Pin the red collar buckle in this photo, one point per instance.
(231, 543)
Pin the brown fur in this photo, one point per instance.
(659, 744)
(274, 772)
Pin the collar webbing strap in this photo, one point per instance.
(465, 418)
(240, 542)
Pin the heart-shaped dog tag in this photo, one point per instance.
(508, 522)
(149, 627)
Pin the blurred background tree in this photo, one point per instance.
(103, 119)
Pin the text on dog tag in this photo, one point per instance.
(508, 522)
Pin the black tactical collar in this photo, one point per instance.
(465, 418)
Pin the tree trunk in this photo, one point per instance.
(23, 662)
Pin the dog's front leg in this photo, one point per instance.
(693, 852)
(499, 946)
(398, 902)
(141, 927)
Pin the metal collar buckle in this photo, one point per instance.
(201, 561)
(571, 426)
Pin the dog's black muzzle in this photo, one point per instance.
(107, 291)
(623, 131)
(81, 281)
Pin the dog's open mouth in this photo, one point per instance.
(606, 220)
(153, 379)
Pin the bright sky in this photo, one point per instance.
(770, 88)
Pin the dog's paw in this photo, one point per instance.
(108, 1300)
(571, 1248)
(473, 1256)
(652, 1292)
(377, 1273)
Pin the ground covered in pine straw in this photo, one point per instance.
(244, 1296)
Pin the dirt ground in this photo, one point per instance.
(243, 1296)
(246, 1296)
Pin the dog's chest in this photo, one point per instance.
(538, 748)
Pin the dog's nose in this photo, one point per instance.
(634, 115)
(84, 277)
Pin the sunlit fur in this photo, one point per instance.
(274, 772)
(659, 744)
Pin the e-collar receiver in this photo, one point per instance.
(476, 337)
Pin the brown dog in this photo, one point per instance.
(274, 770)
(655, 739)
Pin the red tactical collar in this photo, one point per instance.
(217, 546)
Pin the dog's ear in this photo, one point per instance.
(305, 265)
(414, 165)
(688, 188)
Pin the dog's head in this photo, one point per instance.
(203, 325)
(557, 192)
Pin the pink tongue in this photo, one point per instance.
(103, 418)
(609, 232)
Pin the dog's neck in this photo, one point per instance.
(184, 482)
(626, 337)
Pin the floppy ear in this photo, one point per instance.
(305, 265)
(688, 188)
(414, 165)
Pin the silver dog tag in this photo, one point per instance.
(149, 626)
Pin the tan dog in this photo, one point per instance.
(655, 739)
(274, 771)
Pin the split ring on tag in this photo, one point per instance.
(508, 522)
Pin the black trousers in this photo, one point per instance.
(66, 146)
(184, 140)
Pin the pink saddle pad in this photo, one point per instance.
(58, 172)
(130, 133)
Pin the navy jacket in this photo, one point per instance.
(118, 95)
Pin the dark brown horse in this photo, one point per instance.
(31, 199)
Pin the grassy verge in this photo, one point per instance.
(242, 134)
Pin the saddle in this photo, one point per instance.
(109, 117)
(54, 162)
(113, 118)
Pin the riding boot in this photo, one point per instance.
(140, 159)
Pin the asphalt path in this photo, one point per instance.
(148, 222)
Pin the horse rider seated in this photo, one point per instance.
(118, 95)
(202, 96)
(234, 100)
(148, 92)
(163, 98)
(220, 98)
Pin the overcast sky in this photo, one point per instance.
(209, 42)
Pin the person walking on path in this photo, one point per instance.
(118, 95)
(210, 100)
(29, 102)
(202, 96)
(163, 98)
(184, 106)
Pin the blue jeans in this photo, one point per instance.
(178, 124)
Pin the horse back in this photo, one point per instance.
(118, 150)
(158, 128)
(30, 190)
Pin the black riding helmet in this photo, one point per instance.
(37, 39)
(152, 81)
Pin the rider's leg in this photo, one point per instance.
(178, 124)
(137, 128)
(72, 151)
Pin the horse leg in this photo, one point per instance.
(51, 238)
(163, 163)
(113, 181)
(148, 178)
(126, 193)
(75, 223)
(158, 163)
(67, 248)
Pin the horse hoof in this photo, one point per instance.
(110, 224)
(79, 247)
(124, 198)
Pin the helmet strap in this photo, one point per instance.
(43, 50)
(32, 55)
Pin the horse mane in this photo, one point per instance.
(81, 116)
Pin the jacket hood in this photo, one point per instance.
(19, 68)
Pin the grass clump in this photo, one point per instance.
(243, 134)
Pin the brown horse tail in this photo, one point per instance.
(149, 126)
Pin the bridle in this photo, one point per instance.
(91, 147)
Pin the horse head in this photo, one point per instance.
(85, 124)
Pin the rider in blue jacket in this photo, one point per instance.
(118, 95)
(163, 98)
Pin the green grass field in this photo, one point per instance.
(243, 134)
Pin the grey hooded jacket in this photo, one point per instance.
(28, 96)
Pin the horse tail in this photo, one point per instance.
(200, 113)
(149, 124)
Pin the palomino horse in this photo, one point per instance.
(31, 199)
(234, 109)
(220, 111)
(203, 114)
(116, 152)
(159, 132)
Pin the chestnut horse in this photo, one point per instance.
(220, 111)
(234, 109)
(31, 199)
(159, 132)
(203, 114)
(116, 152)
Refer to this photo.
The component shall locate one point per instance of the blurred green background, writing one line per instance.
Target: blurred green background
────────────────────
■ DIRECTIONS
In full and exactly as written, the listing is to be copied again.

■ RESPONSE TO THIS EXERCISE
Pin the red collar buckle in this photo, one point per instance.
(231, 543)
Pin the brown fur in this photo, one point per instance.
(659, 744)
(274, 772)
Pin the collar webbing strap in this photo, one point per instance.
(465, 418)
(240, 542)
Pin the heart-shaped dog tag in this photo, one point per instance.
(508, 522)
(149, 627)
Pin the blurred background tree in this photo, one point per instance.
(103, 119)
Pin the text on dog tag in this photo, one point per instance.
(508, 522)
Pin the black tactical collar in this photo, one point per instance.
(465, 418)
Pin the tree trunk in this photo, one point per instance.
(23, 662)
Pin the dog's front leg in this photo, one point per instance.
(693, 852)
(499, 946)
(398, 902)
(141, 927)
Pin the metal collar buckle in this photo, one point per instance.
(201, 561)
(571, 426)
Pin the dog's black muzzle in this photo, one point per instance.
(107, 291)
(623, 131)
(81, 281)
Pin the dog's open mouth in this photo, one point per instance.
(606, 220)
(153, 379)
Pin the bright sky in this photo, one point per instance.
(770, 88)
Pin the dog's paw in this photo, one point per instance.
(108, 1300)
(571, 1248)
(473, 1256)
(652, 1292)
(377, 1273)
Pin the ground covered in pine straw in this photo, one point per instance.
(244, 1296)
Pin the dirt ground in this photo, one point per instance.
(243, 1296)
(246, 1296)
Pin the dog's chest in this photo, one point per instance.
(538, 748)
Pin the dog's nose in this photo, one point per instance.
(634, 115)
(84, 277)
Pin the sunlit fur in this photo, one point per instance.
(274, 772)
(659, 744)
Pin the e-collar receiver in this photo, one point per instance.
(476, 337)
Pin the brown dog in this photo, one point per instance.
(274, 770)
(655, 739)
Pin the red tactical collar in this photo, one point per instance.
(217, 546)
Pin the dog's ear in this photo, one point per instance.
(305, 265)
(414, 165)
(688, 188)
Pin the dog's head in this photo, one point per instance.
(203, 325)
(557, 192)
Pin the pink tongue in this photo, one point per instance.
(103, 418)
(609, 232)
Pin the dog's neck in this photo, one point per instance.
(184, 482)
(626, 337)
Pin the floppy ear in this photo, one point per instance.
(305, 265)
(688, 188)
(414, 165)
Pin the silver dog tag in this photo, one point per instance.
(149, 626)
Pin the tan dog in this photo, one point per instance.
(655, 739)
(274, 771)
Pin the split ring on tag in this photo, one point per instance.
(508, 522)
Pin the black trousers in this photo, one point per instance.
(66, 146)
(184, 140)
Pin the pink saddle pad in this photo, one point per instance.
(58, 172)
(130, 133)
Pin the navy jacket in this photo, one point per instance.
(118, 95)
Pin the dark brown horse in this photo, one point per instance.
(31, 199)
Pin the grassy verge in this photo, one point per instance.
(242, 134)
Pin the saddle in this photo, one point per instance.
(109, 117)
(54, 162)
(113, 118)
Pin the riding boot in this photo, one point per instance.
(140, 159)
Pin the asphalt path in this photo, one point per instance.
(148, 222)
Pin the horse rider seated in this photo, one point per instance.
(118, 95)
(202, 96)
(234, 100)
(148, 92)
(163, 98)
(220, 98)
Pin the overcast sky in this photo, one point per instance.
(209, 42)
Pin the person walking on path in this photo, one point per instance.
(118, 95)
(210, 100)
(29, 102)
(202, 96)
(163, 98)
(184, 106)
Pin the blue jeans in this photo, one point per instance.
(178, 124)
Pin the horse back in this photo, one point per instance.
(118, 150)
(158, 128)
(30, 190)
Pin the black riding helmet in this photo, one point per instance.
(37, 39)
(152, 81)
Pin the rider's leg in this photo, one point per instance.
(178, 124)
(137, 128)
(72, 151)
Pin the horse leg in this photo, one point per instance.
(51, 238)
(163, 163)
(113, 181)
(148, 178)
(126, 193)
(75, 223)
(158, 163)
(67, 248)
Pin the horse hoof in this photo, one point per instance.
(110, 224)
(79, 247)
(124, 198)
Pin the helmet strap in this photo, one point per instance.
(43, 50)
(32, 55)
Pin the horse mane in this photo, one point per instance.
(81, 116)
Pin the jacket hood in this photo, one point per instance.
(19, 68)
Pin the grass clump in this photo, one point per instance.
(243, 134)
Pin the brown horse tail in this photo, one point per instance.
(149, 126)
Pin the bridle in this photo, one point per instance.
(91, 147)
Pin the horse head in this photo, one point per instance.
(85, 124)
Pin the rider in blue jacket in this photo, one point per instance.
(118, 95)
(163, 98)
Pin the green grass field in this photo, one point per instance.
(243, 134)
Pin the grey hooded jacket in this photo, one point per instance.
(28, 96)
Pin the horse tail in this photo, one point per instance.
(200, 113)
(149, 124)
Pin the palomino horse in this photo, one point per instance.
(31, 199)
(234, 109)
(220, 111)
(203, 114)
(116, 152)
(159, 132)
Pin the chestnut horse in this photo, one point per instance.
(220, 111)
(234, 109)
(31, 199)
(159, 132)
(203, 114)
(116, 152)
Refer to this photo.
The component shall locate one point per instance of the blurred green background, writing one line per instance.
Target: blurred green background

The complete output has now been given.